(EXERCÍCIO PROPOSTO 1):
Cite, do texto sobre Jesus Cristo na vida carmelita, o trecho que começa em "Inicial (Mt 19,21" e vai até "hora tão desejada.".

(TRECHO DO TEXTO):
***

VIVER EM OBSÉQUIO
DE JESUS CRISTO
OTC de Faro (Portugal)
1. A Pessoa de Jesus Cristo, centro
da vida carmelita
A adesão a
Deus, único Absoluto, como o Tudo da nossa vida (roteiro nº 5), traduz- se,
para todo e qualquer carmelita, na adesão total, livre, pessoal e amiga a Jesus
Cristo. A esmagadora maioria dos artigos
da ROTC gira em volta de Cristo, como vimos: seguimento e união a Cristo (art.
18- 19), mediante a conversão, purificação e transformação em Cristo, por ação
do Espírito Santo (art. 21- 23), a fim de participar na missão de Jesus (art.
24 -27), animando as realidades temporais com o Espírito de Cristo (art. 28 - 29).
Toda a
espiritualidade carmelita centra-se, pois, na pessoa de Jesus Cristo. Porque o cristianismo, mais do que uma
doutrina, é adesão a uma pessoa viva, a Jesus Cristo. O «vem e segue-me»
Inicial (Mt 19,21 par), acompanha o discípulo de Cristo ao longo de toda a vida
até à conclusão da sua caminhada sobre esta terra para celebrar o encontro
definitivo com o Mestre (cf. Jo 21,19.22), tal como S. Teresa de Ávila o
exprimiu, de forma tão bela, na véspera de expirar, a Jesus que vinha a ela no
Santíssimo Sacramento: «Meu Senhor e meu Esposo. Finalmente chegou a hora tão desejada.

***

(EXERCÍCIO PROPOSTO 2):
Nas entradas, troque "in this photo" por "in this image" desde a linha com "Put a dot on each instance of the tree trunk" até o fim delas, mantendo todo o resto igual. Apresente somente essas linhas.

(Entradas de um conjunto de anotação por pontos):
***

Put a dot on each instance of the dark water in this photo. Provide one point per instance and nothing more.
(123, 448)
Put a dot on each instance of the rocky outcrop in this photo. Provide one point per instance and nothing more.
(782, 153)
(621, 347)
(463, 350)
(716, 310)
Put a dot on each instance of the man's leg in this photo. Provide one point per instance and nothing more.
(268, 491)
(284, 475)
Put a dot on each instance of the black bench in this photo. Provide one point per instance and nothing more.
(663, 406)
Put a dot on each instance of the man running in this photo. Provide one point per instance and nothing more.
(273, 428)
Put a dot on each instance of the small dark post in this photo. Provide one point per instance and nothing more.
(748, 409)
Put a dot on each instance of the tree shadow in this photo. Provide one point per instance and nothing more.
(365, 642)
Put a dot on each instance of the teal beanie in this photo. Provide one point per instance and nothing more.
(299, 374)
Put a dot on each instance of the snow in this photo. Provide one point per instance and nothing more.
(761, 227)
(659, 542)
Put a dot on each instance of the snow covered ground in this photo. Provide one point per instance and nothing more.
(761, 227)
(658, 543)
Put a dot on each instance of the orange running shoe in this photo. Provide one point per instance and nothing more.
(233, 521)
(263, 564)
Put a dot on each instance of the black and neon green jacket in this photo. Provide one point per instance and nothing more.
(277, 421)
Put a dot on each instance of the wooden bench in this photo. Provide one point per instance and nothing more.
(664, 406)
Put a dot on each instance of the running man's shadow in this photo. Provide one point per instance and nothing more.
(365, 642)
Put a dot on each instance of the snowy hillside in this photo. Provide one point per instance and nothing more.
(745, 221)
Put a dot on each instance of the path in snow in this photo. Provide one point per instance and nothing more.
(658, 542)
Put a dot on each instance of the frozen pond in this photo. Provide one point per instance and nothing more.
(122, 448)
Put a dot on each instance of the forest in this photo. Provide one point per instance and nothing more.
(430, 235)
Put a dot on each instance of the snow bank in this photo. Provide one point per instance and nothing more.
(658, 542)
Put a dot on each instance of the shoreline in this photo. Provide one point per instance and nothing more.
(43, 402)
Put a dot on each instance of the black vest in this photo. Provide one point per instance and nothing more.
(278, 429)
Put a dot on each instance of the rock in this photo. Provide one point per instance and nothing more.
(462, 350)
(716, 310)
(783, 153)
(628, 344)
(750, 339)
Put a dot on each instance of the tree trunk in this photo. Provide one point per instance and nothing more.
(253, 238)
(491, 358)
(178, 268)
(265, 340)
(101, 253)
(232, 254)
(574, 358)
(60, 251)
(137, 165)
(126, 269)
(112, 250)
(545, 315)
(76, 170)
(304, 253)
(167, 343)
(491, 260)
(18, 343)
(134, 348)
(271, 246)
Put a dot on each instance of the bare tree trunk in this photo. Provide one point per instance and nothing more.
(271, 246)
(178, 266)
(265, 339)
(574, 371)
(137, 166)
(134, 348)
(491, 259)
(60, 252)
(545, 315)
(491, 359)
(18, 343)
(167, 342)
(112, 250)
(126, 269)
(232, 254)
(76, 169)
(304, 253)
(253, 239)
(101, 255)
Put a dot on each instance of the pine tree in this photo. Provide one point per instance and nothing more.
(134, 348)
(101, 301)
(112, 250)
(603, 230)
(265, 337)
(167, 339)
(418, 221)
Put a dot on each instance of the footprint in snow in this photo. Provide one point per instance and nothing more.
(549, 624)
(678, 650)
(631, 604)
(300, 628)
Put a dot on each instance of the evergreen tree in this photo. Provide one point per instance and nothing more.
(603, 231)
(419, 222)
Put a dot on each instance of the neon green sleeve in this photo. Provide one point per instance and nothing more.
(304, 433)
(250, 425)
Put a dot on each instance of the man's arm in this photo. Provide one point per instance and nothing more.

***

(RESPOSTA COMPLETA 1):
Inicial (Mt 19,21 par), acompanha o discípulo de Cristo ao longo de toda a vida
até à conclusão da sua caminhada sobre esta terra para celebrar o encontro
definitivo com o Mestre (cf. Jo 21,19.22), tal como S. Teresa de Ávila o
exprimiu, de forma tão bela, na véspera de expirar, a Jesus que vinha a ela no
Santíssimo Sacramento: «Meu Senhor e meu Esposo. Finalmente chegou a hora tão desejada.

(RESPOSTA COMPLETA 2):
Put a dot on each instance of the tree trunk in this image. Provide one point per instance and nothing more.
(253, 238)
(491, 358)
(178, 268)
(265, 340)
(101, 253)
(232, 254)
(574, 358)
(60, 251)
(137, 165)
(126, 269)
(112, 250)
(545, 315)
(76, 170)
(304, 253)
(167, 343)
(491, 260)
(18, 343)
(134, 348)
(271, 246)
Put a dot on each instance of the bare tree trunk in this image. Provide one point per instance and nothing more.
(271, 246)
(178, 266)
(265, 339)
(574, 371)
(137, 166)
(134, 348)
(491, 259)
(60, 252)
(545, 315)
(491, 359)
(18, 343)
(167, 342)
(112, 250)
(126, 269)
(232, 254)
(76, 169)
(304, 253)
(253, 239)
(101, 255)
Put a dot on each instance of the pine tree in this image. Provide one point per instance and nothing more.
(134, 348)
(101, 301)
(112, 250)
(603, 230)
(265, 337)
(167, 339)
(418, 221)
Put a dot on each instance of the footprint in snow in this image. Provide one point per instance and nothing more.
(549, 624)
(678, 650)
(631, 604)
(300, 628)
Put a dot on each instance of the evergreen tree in this image. Provide one point per instance and nothing more.
(603, 231)
(419, 222)
Put a dot on each instance of the neon green sleeve in this image. Provide one point per instance and nothing more.
(304, 433)
(250, 425)
Put a dot on each instance of the man's arm in this image. Provide one point per instance and nothing more.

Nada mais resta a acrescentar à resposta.